> **REQUIRED WORK**
Can you recast the items below as a JSON list of strings, one string per line, with blank lines skipped and the pictures left out?

> **GIVEN INFORMATION**
· · · · ·

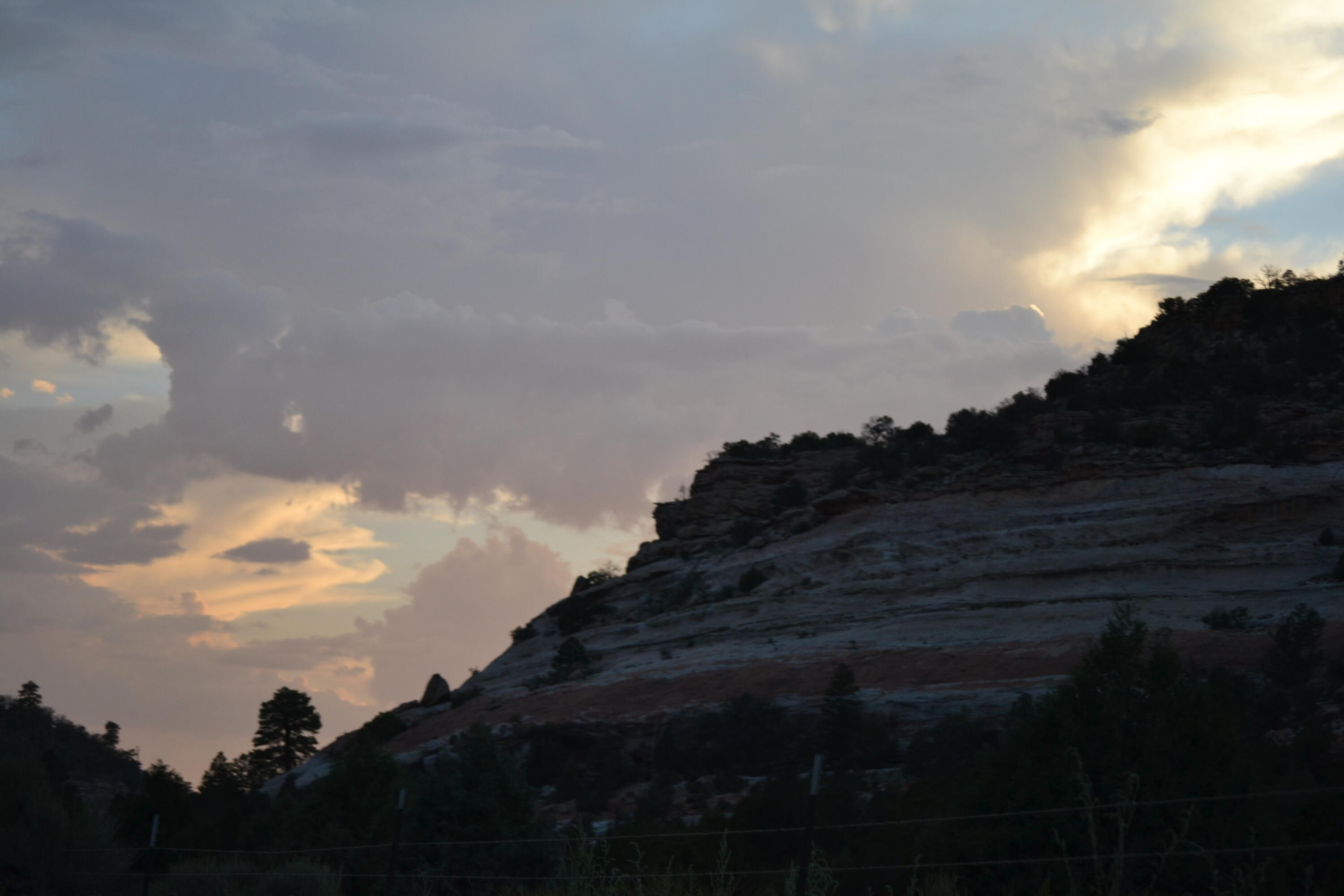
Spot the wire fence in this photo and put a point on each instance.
(152, 856)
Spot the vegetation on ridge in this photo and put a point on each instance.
(1198, 378)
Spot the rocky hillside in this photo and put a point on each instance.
(1197, 469)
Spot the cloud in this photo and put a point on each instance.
(61, 280)
(1015, 326)
(269, 551)
(370, 138)
(460, 614)
(404, 397)
(56, 520)
(93, 418)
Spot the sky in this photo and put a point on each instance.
(338, 338)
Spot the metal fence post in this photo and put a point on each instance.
(397, 841)
(806, 864)
(150, 859)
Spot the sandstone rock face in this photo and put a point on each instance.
(951, 589)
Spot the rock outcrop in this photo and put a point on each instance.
(955, 598)
(436, 692)
(963, 570)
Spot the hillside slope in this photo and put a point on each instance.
(1195, 468)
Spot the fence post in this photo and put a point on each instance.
(397, 841)
(806, 864)
(150, 859)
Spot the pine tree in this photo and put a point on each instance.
(842, 712)
(285, 728)
(221, 777)
(112, 734)
(29, 696)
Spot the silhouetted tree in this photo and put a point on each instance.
(285, 728)
(1295, 650)
(112, 734)
(30, 698)
(842, 712)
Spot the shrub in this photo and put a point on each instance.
(789, 495)
(464, 695)
(1234, 620)
(1296, 650)
(570, 657)
(750, 579)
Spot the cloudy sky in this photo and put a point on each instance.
(336, 338)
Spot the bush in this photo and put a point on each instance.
(570, 659)
(1296, 650)
(1234, 620)
(789, 495)
(750, 579)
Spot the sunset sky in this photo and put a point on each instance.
(338, 338)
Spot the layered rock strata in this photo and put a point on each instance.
(947, 599)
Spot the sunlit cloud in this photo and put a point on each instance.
(233, 512)
(1264, 112)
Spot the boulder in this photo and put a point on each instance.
(436, 691)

· · · · ·

> **EXERCISE ANSWER**
[
  "Spot the wire fence in this photo and put a point on each instance.",
  "(152, 856)",
  "Spot the vegetation on ridge in this photo and put a point on each instance.",
  "(1198, 378)",
  "Spot the rocky hillside in this photo and put a point on each instance.",
  "(1197, 469)",
  "Spot the cloud in this photo and put a point on each instance.",
  "(61, 280)",
  "(1015, 326)",
  "(269, 551)",
  "(370, 138)",
  "(460, 614)",
  "(404, 397)",
  "(56, 520)",
  "(93, 418)",
  "Spot the sky in this photo and put a point on each instance.",
  "(338, 338)",
  "Spot the metal fence post in this photo and put a point on each instance.",
  "(397, 841)",
  "(806, 864)",
  "(150, 859)",
  "Spot the sandstone rock face in this photo and put a point on each instance.",
  "(951, 589)",
  "Spot the rock outcrop in this photo and put a point on each instance.",
  "(955, 598)",
  "(436, 692)",
  "(963, 570)",
  "Spot the hillside slope in this photo and put a point on each instance.",
  "(1195, 468)",
  "Spot the fence post in this photo and put a point on each instance.",
  "(397, 841)",
  "(806, 864)",
  "(150, 859)",
  "Spot the pine tree in this photo and put a point on each instance.",
  "(842, 712)",
  "(285, 728)",
  "(221, 777)",
  "(112, 734)",
  "(29, 696)",
  "Spot the silhouetted tree in this photo and put a point on each instance.",
  "(285, 728)",
  "(1295, 650)",
  "(112, 734)",
  "(30, 698)",
  "(842, 712)",
  "Spot the shrub in this photo and put a point on each instance.",
  "(789, 495)",
  "(464, 695)",
  "(1234, 620)",
  "(1296, 650)",
  "(570, 657)",
  "(750, 579)",
  "Spot the cloudy sky in this photo and put a point on each instance.",
  "(336, 338)",
  "Spot the bush in this photo and put a point on each instance.",
  "(570, 659)",
  "(1296, 650)",
  "(1234, 620)",
  "(789, 495)",
  "(750, 579)",
  "Spot the sunset sky in this photo and put a point on each instance.",
  "(338, 338)",
  "Spot the layered rock strata in this photo and put a point on each instance.",
  "(947, 599)",
  "Spot the sunlit cloud in this photo and put a point on each instance.",
  "(233, 512)",
  "(1264, 112)",
  "Spot the boulder in this photo and put a point on each instance.",
  "(436, 691)"
]